Problem:
Among the entries that follow, find the lines holding "marker" and say how many there are, with no other words.

Extracted records:
☆ ☆ ☆ ☆ ☆

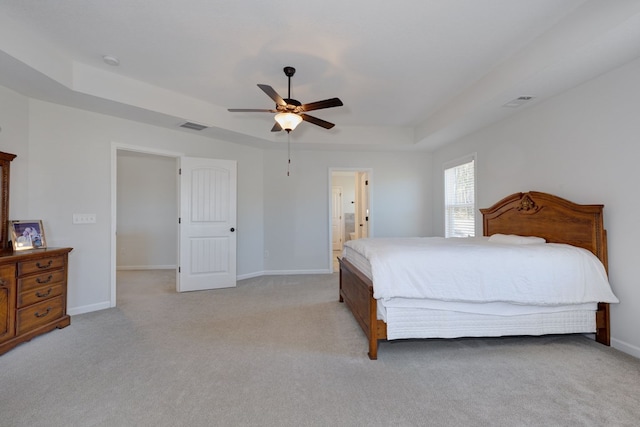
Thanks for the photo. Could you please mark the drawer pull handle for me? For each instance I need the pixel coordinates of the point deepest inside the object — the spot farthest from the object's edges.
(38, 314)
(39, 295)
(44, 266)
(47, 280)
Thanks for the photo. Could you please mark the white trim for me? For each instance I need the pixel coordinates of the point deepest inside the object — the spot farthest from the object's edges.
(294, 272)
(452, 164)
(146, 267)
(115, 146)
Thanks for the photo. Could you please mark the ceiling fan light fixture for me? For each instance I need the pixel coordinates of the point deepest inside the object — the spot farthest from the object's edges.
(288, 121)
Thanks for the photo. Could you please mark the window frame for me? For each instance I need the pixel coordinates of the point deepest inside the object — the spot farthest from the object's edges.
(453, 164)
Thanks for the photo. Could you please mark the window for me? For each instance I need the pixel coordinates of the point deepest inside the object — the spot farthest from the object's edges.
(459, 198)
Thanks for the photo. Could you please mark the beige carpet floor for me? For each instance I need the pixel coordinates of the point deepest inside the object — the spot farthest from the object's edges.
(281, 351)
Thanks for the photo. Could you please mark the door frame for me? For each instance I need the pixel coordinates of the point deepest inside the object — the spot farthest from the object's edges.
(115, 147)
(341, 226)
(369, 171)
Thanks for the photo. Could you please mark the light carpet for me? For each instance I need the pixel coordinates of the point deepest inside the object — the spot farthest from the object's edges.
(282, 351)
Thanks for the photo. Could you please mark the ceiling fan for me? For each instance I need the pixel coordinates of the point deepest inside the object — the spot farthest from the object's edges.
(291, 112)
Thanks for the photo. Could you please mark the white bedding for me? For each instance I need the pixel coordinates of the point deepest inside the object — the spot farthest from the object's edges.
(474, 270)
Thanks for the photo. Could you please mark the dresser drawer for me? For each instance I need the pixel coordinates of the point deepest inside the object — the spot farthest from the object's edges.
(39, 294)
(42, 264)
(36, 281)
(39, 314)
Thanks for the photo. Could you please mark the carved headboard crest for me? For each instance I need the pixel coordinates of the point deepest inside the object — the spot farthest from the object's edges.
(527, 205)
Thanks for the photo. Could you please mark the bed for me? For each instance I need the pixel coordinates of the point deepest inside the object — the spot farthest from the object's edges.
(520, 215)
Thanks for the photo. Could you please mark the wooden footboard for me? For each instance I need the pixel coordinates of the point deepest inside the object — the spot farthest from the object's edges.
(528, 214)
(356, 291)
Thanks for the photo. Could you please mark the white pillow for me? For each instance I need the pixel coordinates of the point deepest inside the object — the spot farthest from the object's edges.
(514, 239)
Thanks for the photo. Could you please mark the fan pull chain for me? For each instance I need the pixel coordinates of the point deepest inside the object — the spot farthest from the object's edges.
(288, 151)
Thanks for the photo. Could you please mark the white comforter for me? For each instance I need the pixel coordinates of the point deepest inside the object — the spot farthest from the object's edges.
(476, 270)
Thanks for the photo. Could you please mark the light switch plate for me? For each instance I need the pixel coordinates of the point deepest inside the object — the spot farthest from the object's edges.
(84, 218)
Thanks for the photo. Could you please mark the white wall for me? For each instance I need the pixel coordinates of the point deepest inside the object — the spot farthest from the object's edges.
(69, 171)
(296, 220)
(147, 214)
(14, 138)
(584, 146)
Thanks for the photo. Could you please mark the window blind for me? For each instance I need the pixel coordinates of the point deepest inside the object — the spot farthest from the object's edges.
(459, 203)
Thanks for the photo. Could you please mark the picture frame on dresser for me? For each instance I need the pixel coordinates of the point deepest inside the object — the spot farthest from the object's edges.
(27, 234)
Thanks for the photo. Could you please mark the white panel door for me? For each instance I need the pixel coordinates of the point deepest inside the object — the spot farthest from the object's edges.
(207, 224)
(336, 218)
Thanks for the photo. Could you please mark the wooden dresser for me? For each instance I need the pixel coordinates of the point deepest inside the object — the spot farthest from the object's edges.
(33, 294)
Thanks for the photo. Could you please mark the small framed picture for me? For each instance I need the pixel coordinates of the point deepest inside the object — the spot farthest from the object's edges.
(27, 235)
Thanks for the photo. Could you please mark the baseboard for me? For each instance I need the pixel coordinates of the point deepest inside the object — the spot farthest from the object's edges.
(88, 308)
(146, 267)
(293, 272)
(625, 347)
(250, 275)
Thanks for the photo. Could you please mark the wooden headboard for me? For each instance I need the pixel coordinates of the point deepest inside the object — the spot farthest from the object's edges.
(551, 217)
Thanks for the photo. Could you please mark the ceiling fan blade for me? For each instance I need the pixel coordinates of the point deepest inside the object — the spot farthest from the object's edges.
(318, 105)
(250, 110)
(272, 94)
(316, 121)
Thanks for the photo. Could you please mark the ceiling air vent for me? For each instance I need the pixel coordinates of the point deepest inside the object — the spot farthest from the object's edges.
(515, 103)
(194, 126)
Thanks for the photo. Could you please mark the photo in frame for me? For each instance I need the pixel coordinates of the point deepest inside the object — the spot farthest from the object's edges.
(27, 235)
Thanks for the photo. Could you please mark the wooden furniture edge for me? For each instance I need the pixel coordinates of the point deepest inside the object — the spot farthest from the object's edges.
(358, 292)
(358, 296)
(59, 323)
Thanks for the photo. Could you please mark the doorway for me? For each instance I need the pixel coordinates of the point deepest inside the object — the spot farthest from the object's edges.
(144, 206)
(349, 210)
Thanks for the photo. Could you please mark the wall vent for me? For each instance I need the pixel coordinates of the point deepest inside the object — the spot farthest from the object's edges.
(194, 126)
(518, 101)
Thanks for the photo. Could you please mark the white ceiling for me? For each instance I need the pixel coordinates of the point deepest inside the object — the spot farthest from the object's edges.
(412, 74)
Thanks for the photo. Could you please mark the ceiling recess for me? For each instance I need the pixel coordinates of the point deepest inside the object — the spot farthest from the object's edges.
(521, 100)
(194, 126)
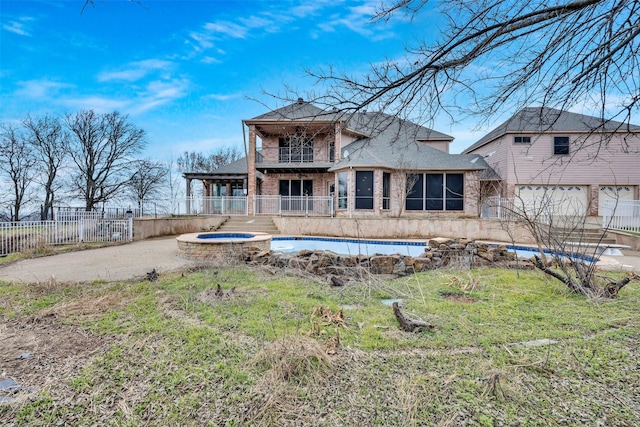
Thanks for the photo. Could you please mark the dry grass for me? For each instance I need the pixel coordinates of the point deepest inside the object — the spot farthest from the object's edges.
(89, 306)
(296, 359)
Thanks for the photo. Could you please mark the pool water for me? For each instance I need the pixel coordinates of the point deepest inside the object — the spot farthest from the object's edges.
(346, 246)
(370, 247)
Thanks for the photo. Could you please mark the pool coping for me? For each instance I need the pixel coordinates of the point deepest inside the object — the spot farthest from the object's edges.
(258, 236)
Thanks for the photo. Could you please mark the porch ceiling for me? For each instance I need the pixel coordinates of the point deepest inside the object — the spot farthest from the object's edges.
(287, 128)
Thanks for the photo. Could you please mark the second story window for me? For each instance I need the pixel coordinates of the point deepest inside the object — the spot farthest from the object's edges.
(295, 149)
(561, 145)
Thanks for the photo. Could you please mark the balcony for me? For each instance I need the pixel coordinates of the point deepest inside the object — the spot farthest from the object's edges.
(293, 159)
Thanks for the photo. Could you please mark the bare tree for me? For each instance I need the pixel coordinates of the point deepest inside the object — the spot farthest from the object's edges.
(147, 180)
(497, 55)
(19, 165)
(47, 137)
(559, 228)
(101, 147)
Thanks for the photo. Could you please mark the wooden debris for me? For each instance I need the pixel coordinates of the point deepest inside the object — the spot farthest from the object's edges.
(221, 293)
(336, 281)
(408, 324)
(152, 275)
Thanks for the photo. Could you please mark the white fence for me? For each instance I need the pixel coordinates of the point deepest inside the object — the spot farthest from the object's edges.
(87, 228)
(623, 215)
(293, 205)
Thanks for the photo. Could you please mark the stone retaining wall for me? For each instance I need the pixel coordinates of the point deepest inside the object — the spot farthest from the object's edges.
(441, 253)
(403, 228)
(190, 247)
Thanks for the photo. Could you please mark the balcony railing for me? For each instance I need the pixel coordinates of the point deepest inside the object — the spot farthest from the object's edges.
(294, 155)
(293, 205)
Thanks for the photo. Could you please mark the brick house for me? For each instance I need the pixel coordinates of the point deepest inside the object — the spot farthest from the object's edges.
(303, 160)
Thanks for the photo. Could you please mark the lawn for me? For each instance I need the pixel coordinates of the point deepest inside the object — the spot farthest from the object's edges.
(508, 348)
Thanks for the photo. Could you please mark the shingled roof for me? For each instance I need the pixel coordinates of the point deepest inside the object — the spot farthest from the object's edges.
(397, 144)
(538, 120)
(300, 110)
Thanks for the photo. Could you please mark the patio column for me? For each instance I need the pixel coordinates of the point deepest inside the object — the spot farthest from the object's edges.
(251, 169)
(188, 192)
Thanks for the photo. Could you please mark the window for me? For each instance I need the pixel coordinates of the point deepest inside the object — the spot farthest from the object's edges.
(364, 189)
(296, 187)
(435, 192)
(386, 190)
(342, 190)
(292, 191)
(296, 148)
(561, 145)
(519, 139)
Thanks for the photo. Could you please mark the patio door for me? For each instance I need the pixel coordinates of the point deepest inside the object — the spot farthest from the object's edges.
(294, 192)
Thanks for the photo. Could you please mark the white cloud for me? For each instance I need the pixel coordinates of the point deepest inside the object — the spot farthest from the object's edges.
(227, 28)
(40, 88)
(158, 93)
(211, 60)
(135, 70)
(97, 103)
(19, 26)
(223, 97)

☆ ☆ ☆ ☆ ☆

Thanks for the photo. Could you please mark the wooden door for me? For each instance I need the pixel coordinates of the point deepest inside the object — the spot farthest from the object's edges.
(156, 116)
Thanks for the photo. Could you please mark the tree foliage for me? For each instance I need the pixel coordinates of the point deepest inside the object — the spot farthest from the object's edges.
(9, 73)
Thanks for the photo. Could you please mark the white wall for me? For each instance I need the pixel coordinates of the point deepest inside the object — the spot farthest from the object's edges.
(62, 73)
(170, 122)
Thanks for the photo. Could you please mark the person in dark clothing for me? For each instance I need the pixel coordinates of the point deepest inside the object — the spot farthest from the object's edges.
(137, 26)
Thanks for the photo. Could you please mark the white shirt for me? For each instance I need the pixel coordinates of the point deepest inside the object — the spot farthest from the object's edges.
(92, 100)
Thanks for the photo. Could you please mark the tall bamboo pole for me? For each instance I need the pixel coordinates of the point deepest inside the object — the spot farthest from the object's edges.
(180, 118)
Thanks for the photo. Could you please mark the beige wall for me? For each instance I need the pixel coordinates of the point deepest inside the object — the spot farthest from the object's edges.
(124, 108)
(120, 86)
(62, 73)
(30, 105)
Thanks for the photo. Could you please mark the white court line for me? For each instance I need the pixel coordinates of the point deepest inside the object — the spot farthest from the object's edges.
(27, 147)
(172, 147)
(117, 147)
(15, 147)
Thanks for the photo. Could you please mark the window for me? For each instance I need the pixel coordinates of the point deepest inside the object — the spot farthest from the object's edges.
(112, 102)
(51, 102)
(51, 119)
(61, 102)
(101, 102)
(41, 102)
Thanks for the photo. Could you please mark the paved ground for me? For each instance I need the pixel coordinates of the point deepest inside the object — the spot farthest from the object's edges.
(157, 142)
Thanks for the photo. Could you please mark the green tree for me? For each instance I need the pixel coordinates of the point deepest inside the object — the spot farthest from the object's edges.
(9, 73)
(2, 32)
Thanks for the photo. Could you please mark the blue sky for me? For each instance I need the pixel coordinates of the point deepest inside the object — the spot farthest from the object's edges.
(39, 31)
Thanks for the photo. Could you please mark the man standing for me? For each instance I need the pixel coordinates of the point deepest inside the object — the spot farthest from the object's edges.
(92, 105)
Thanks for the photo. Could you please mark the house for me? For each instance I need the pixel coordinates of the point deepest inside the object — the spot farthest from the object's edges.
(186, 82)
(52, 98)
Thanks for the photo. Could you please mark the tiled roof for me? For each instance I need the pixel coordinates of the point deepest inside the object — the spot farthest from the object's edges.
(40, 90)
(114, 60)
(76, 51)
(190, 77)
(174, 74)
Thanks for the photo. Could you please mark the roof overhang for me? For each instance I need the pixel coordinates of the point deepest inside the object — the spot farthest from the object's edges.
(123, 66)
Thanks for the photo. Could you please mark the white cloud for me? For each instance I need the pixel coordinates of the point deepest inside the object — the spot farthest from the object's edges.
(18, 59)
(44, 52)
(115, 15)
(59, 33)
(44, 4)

☆ ☆ ☆ ☆ ☆

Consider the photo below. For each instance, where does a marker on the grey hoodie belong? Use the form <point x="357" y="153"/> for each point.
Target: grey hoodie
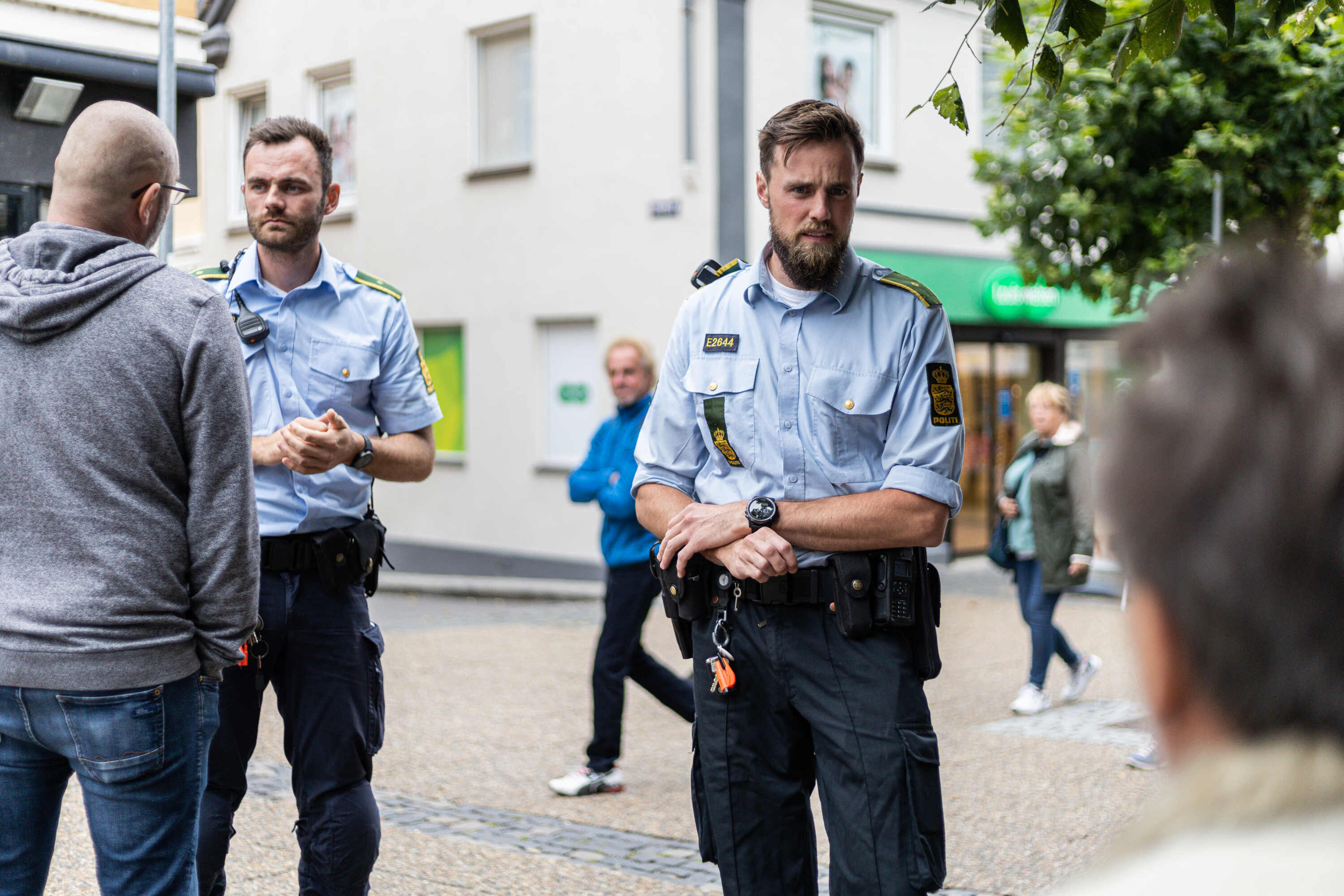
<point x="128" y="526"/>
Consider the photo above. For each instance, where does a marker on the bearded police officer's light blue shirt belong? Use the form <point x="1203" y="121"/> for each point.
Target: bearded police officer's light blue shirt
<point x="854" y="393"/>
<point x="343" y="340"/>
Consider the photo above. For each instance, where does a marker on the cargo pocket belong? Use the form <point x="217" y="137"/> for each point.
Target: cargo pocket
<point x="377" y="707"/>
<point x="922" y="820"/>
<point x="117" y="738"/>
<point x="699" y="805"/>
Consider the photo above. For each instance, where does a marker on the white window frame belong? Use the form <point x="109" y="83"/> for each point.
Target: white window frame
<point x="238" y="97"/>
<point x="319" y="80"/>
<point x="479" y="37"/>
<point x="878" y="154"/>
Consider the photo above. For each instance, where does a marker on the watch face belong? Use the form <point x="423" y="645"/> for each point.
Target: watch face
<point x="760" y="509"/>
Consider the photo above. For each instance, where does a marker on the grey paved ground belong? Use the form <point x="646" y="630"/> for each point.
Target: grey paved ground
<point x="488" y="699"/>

☆ ☆ ☆ ☆ ☆

Answer space:
6